_Work required:_ Across the records, count every line that includes "guardrail" and give the number by itself.

————

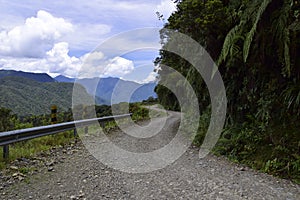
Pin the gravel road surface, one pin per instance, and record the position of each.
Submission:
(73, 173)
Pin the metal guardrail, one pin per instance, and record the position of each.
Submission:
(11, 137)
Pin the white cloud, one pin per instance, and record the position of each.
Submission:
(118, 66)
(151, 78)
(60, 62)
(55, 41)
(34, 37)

————

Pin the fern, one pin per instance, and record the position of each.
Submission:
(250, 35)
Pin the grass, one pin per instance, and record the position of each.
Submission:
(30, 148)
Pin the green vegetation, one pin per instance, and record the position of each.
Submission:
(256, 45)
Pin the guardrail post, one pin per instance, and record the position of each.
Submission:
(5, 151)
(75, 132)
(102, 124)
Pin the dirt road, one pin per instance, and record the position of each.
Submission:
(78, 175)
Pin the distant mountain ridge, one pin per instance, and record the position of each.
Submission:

————

_Output for this task:_ 2